═════ AVAILABLE RECORDS ═════

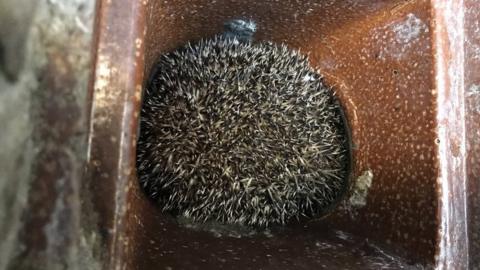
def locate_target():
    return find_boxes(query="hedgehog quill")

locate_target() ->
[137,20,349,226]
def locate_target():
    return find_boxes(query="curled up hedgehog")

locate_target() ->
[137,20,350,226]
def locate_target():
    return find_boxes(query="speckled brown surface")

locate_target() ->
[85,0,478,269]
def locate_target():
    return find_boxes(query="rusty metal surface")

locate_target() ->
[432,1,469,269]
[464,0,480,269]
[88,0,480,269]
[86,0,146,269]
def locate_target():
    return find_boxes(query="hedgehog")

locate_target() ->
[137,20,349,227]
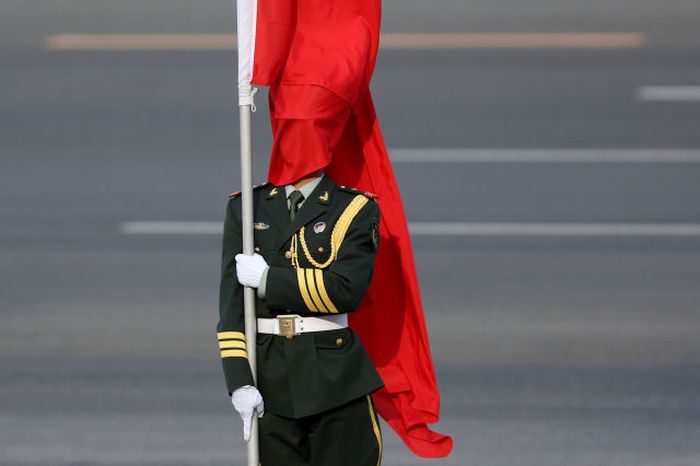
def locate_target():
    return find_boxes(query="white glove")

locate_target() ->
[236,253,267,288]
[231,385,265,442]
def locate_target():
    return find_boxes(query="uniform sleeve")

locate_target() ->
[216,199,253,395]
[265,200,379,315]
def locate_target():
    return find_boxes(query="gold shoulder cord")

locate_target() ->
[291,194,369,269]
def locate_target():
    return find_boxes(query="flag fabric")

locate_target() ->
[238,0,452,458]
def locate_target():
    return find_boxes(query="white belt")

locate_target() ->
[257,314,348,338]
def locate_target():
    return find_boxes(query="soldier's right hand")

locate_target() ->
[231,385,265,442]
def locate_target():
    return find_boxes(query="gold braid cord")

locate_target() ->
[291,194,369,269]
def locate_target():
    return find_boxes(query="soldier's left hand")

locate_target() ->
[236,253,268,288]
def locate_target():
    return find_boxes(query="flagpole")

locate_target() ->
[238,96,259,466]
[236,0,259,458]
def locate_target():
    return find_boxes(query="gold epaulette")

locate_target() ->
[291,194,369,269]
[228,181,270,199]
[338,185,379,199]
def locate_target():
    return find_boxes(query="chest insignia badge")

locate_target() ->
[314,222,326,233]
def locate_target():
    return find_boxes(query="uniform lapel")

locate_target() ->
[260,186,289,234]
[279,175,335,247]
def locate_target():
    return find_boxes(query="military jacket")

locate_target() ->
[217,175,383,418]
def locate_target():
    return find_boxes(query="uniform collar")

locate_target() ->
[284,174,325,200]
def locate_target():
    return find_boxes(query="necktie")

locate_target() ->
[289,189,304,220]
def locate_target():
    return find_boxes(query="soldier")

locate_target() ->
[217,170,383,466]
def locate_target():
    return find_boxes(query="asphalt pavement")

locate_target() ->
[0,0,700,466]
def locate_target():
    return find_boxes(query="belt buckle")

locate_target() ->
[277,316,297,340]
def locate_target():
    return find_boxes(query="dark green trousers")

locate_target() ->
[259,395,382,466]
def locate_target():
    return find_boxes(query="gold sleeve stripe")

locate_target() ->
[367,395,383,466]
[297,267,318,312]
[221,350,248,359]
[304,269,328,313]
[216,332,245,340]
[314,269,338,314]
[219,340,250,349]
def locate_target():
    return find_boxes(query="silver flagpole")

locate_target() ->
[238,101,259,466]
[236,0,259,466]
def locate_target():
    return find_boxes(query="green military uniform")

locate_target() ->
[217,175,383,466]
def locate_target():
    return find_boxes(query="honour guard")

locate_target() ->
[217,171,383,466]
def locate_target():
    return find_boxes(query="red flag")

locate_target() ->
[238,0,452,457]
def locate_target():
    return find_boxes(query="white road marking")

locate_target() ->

═════

» WHAT THIS TASK INVOLVES: Could you express every line of the records above as a Markdown table with a Row column and a Line column, numbering the rows and skipping blank lines? Leave the pictures out of the answer.

» TASK RESULT:
| Row | Line |
|---|---|
| 1 | def locate_target(): |
| 2 |     return find_boxes(query="hedgehog quill") |
| 3 | locate_target() -> |
| 4 | [137,20,349,226] |
| 5 | def locate_target(): |
| 6 |     return find_boxes(query="curled up hedgehog") |
| 7 | locate_target() -> |
| 8 | [137,20,350,226] |
| 9 | def locate_target(): |
| 10 |     return find_boxes(query="speckled brown surface") |
| 11 | locate_target() -> |
| 12 | [85,0,478,269] |
| 13 | def locate_target(): |
| 14 |     return find_boxes(query="rusty metal surface") |
| 15 | locate_target() -> |
| 16 | [432,1,469,269] |
| 17 | [464,0,480,269] |
| 18 | [88,0,480,269] |
| 19 | [86,0,146,269] |
| 20 | def locate_target(): |
| 21 |     return find_boxes(query="hedgehog") |
| 22 | locate_target() -> |
| 23 | [137,20,349,227] |
| 24 | def locate_target(): |
| 25 |     return find_boxes(query="white glove") |
| 26 | locate_target() -> |
| 27 | [236,253,267,288] |
| 28 | [231,385,265,442] |
| 29 | def locate_target(): |
| 30 |     return find_boxes(query="uniform sleeve") |
| 31 | locate_target() -> |
| 32 | [216,199,253,395] |
| 33 | [265,200,379,315] |
| 34 | def locate_target(): |
| 35 |     return find_boxes(query="gold shoulder cord") |
| 36 | locate_target() -> |
| 37 | [291,194,369,269] |
| 38 | def locate_target(): |
| 39 |     return find_boxes(query="flag fabric") |
| 40 | locate_target() -> |
| 41 | [238,0,452,458] |
| 42 | def locate_target(): |
| 43 |     return find_boxes(query="white belt") |
| 44 | locate_target() -> |
| 45 | [257,314,348,338] |
| 46 | def locate_target(): |
| 47 |     return find_boxes(query="soldier's right hand") |
| 48 | locate_target() -> |
| 49 | [231,385,265,442] |
| 50 | def locate_target(): |
| 51 |     return find_boxes(query="gold braid cord") |
| 52 | locate_target() -> |
| 53 | [291,194,369,269] |
| 54 | def locate_target(): |
| 55 |     return find_boxes(query="soldier's left hand") |
| 56 | locate_target() -> |
| 57 | [236,253,268,288] |
| 58 | def locate_target(): |
| 59 |     return find_boxes(query="flagpole") |
| 60 | locate_target() -> |
| 61 | [238,96,259,466] |
| 62 | [236,0,259,458] |
| 63 | def locate_target(): |
| 64 |     return find_boxes(query="gold epaulette") |
| 65 | locate_target() -> |
| 66 | [291,194,369,269] |
| 67 | [228,181,270,199] |
| 68 | [338,185,379,199] |
| 69 | def locate_target(): |
| 70 |     return find_boxes(query="chest insignia badge") |
| 71 | locate_target() -> |
| 72 | [314,222,326,233] |
| 73 | def locate_target(): |
| 74 |     return find_boxes(query="uniform lapel") |
| 75 | locate_target() -> |
| 76 | [260,186,289,234] |
| 77 | [279,175,335,247] |
| 78 | def locate_target(): |
| 79 |     return find_boxes(query="military jacket") |
| 80 | locate_target() -> |
| 81 | [217,175,383,418] |
| 82 | def locate_target(): |
| 83 |     return find_boxes(query="uniform collar") |
| 84 | locate_target() -> |
| 85 | [284,174,325,200] |
| 86 | def locate_target(): |
| 87 |     return find_boxes(query="necktie") |
| 88 | locate_target() -> |
| 89 | [289,189,304,220] |
| 90 | def locate_target(): |
| 91 |     return find_boxes(query="soldier") |
| 92 | locate_target() -> |
| 93 | [217,170,383,466] |
| 94 | def locate_target(): |
| 95 |     return find_boxes(query="asphalt pavement") |
| 96 | locate_target() -> |
| 97 | [0,0,700,466] |
| 98 | def locate_target(): |
| 99 |     return find_boxes(query="belt buckle") |
| 100 | locate_target() -> |
| 101 | [277,316,297,340] |
| 102 | def locate_target(): |
| 103 |     return find_boxes(query="dark green trousers") |
| 104 | locate_target() -> |
| 105 | [259,395,382,466] |
| 106 | def locate_target(): |
| 107 |     return find_boxes(query="gold sleeve stripe") |
| 108 | locate_target() -> |
| 109 | [367,395,383,466] |
| 110 | [297,267,318,312] |
| 111 | [221,350,248,359] |
| 112 | [304,269,328,313] |
| 113 | [216,332,245,340] |
| 114 | [314,269,338,314] |
| 115 | [219,340,250,349] |
| 116 | def locate_target(): |
| 117 |     return find_boxes(query="silver flagpole") |
| 118 | locate_target() -> |
| 119 | [238,101,259,466] |
| 120 | [236,0,259,466] |
| 121 | def locate_target(): |
| 122 |     return find_boxes(query="green military uniform") |
| 123 | locate_target() -> |
| 124 | [217,175,383,466] |
| 125 | def locate_target(): |
| 126 |     return find_boxes(query="honour guard") |
| 127 | locate_target() -> |
| 128 | [217,171,383,466] |
| 129 | def locate_target(): |
| 130 |     return find_boxes(query="red flag") |
| 131 | locate_target() -> |
| 132 | [238,0,452,457] |
| 133 | def locate_target(): |
| 134 |     return find_boxes(query="white road marking") |
| 135 | locate_target() -> |